Rewrite the material below so that every "one point each" becomes "one point per object", leaving everything else unchanged.

## Start Data excerpts

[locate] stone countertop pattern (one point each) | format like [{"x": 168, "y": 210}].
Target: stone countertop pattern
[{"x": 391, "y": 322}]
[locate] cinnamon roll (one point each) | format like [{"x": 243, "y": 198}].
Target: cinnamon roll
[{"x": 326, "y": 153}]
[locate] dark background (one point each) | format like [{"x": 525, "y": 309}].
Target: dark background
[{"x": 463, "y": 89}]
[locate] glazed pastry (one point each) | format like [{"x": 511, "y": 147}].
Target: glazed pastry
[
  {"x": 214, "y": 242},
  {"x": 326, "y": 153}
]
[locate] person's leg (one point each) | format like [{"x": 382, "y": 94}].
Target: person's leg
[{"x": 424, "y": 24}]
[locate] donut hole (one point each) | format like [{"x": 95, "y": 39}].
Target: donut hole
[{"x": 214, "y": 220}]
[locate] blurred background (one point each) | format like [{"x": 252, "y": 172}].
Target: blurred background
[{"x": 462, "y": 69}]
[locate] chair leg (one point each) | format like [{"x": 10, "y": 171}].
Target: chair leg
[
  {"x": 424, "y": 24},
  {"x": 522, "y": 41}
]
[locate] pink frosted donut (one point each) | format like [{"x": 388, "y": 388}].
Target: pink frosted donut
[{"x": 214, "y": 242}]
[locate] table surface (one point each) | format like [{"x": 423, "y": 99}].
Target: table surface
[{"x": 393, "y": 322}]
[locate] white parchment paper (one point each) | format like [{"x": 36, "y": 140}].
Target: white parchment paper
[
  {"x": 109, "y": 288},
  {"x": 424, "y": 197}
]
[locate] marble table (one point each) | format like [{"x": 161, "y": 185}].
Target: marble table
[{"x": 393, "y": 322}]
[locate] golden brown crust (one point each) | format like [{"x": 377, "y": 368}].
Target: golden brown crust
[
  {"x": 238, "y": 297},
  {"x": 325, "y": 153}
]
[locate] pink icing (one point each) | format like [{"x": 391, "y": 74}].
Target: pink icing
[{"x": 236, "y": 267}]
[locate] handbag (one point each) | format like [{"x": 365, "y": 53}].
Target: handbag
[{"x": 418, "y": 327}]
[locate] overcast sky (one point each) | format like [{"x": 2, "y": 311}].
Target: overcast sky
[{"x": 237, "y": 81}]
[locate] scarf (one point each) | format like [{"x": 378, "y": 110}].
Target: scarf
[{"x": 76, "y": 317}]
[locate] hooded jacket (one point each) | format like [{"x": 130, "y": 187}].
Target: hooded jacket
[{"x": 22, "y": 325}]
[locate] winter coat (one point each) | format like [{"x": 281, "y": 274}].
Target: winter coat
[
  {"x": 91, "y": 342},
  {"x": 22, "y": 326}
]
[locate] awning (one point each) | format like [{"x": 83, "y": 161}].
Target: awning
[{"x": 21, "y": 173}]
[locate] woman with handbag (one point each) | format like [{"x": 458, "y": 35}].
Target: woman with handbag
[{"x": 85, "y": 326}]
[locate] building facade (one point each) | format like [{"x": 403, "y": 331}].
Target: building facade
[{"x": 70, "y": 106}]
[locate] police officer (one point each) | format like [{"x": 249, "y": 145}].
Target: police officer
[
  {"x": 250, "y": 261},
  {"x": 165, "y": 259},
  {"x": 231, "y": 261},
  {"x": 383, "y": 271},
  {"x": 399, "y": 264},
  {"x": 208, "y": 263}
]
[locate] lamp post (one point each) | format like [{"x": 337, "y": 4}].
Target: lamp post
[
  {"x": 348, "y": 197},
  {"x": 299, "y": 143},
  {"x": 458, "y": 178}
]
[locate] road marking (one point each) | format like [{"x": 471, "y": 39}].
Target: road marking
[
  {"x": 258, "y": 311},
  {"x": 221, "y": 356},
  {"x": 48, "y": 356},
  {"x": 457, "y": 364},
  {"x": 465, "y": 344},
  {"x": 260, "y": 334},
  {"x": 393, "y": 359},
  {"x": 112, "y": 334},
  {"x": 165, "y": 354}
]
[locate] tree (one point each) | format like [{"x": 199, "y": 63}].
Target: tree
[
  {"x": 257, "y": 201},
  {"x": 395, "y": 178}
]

## End Data excerpts

* _Solution to the exercise_
[locate] stone countertop pattern (one point per object) | format like [{"x": 168, "y": 210}].
Target: stone countertop pattern
[{"x": 391, "y": 322}]
[locate] cinnamon roll (one point per object) | format like [{"x": 243, "y": 198}].
Target: cinnamon roll
[{"x": 326, "y": 153}]
[locate] dark background (one point per object) | format like [{"x": 525, "y": 309}].
Target: dark background
[{"x": 463, "y": 89}]
[locate] glazed pastry (one point per object) | format like [{"x": 511, "y": 147}].
Target: glazed pastry
[
  {"x": 214, "y": 242},
  {"x": 326, "y": 153}
]
[locate] person's leg (one point per object) | format like [{"x": 382, "y": 94}].
Target: person's leg
[{"x": 424, "y": 24}]
[locate] donut hole (one point per object) | format like [{"x": 95, "y": 39}].
Target: donut hole
[{"x": 214, "y": 220}]
[locate] blurred background (one point per object) | format like [{"x": 252, "y": 172}].
Target: blurred background
[{"x": 462, "y": 69}]
[locate] chair leg (one point per object) | format like [{"x": 10, "y": 171}].
Target: chair leg
[
  {"x": 424, "y": 24},
  {"x": 522, "y": 41}
]
[locate] pink frosted donut (one point per object) | format like [{"x": 388, "y": 388}].
Target: pink frosted donut
[{"x": 214, "y": 242}]
[locate] table surface (one point per object) | format like [{"x": 423, "y": 99}].
Target: table surface
[{"x": 393, "y": 322}]
[locate] white parchment paper (one point per object) | format like [{"x": 36, "y": 140}].
Target: white parchment paper
[
  {"x": 109, "y": 288},
  {"x": 424, "y": 197}
]
[locate] marble table (one point per object) | format like [{"x": 161, "y": 185}].
Target: marble table
[{"x": 393, "y": 322}]
[locate] golden brown crust (one point per object) | format like [{"x": 377, "y": 368}].
Target: golden brown crust
[
  {"x": 238, "y": 297},
  {"x": 325, "y": 153}
]
[locate] pink icing (one point per object) | format like [{"x": 391, "y": 74}].
Target: pink icing
[{"x": 236, "y": 267}]
[locate] handbag (one point per object) | format like [{"x": 365, "y": 53}].
Target: handbag
[{"x": 418, "y": 327}]
[locate] overcast sky (one point per object) | format like [{"x": 2, "y": 311}].
Target: overcast sky
[{"x": 237, "y": 81}]
[locate] scarf (one point per object) | format like [{"x": 378, "y": 110}].
Target: scarf
[{"x": 76, "y": 317}]
[locate] hooded jacket (one point per object) | format like [{"x": 130, "y": 187}].
Target: hooded jacket
[{"x": 22, "y": 325}]
[locate] winter coat (one point per object) | format like [{"x": 281, "y": 274}].
Target: winter coat
[
  {"x": 91, "y": 342},
  {"x": 22, "y": 326}
]
[locate] awning (one point per object) | format like [{"x": 83, "y": 161}].
Target: awning
[{"x": 21, "y": 173}]
[locate] woman with handbag (one point per object) | format like [{"x": 458, "y": 35}].
Target: woman with handbag
[{"x": 85, "y": 326}]
[locate] building facade (one point per object) | format like [{"x": 403, "y": 331}].
Target: building facade
[{"x": 70, "y": 106}]
[locate] police officer (one point per object) | format like [{"x": 249, "y": 145}].
Target: police officer
[
  {"x": 250, "y": 261},
  {"x": 165, "y": 259},
  {"x": 231, "y": 261},
  {"x": 383, "y": 271},
  {"x": 399, "y": 264},
  {"x": 208, "y": 263}
]
[locate] lamp post (one point per object) | format like [{"x": 337, "y": 4}].
Target: lamp post
[
  {"x": 348, "y": 197},
  {"x": 299, "y": 143},
  {"x": 458, "y": 178}
]
[locate] road marking (one point per object) | format like [{"x": 471, "y": 39}].
Target: road marking
[
  {"x": 258, "y": 311},
  {"x": 221, "y": 356},
  {"x": 48, "y": 356},
  {"x": 457, "y": 364},
  {"x": 465, "y": 344},
  {"x": 260, "y": 334},
  {"x": 393, "y": 359},
  {"x": 112, "y": 334},
  {"x": 165, "y": 354}
]
[locate] tree (one point per object) | format like [{"x": 199, "y": 63}].
Target: tree
[
  {"x": 257, "y": 201},
  {"x": 395, "y": 178}
]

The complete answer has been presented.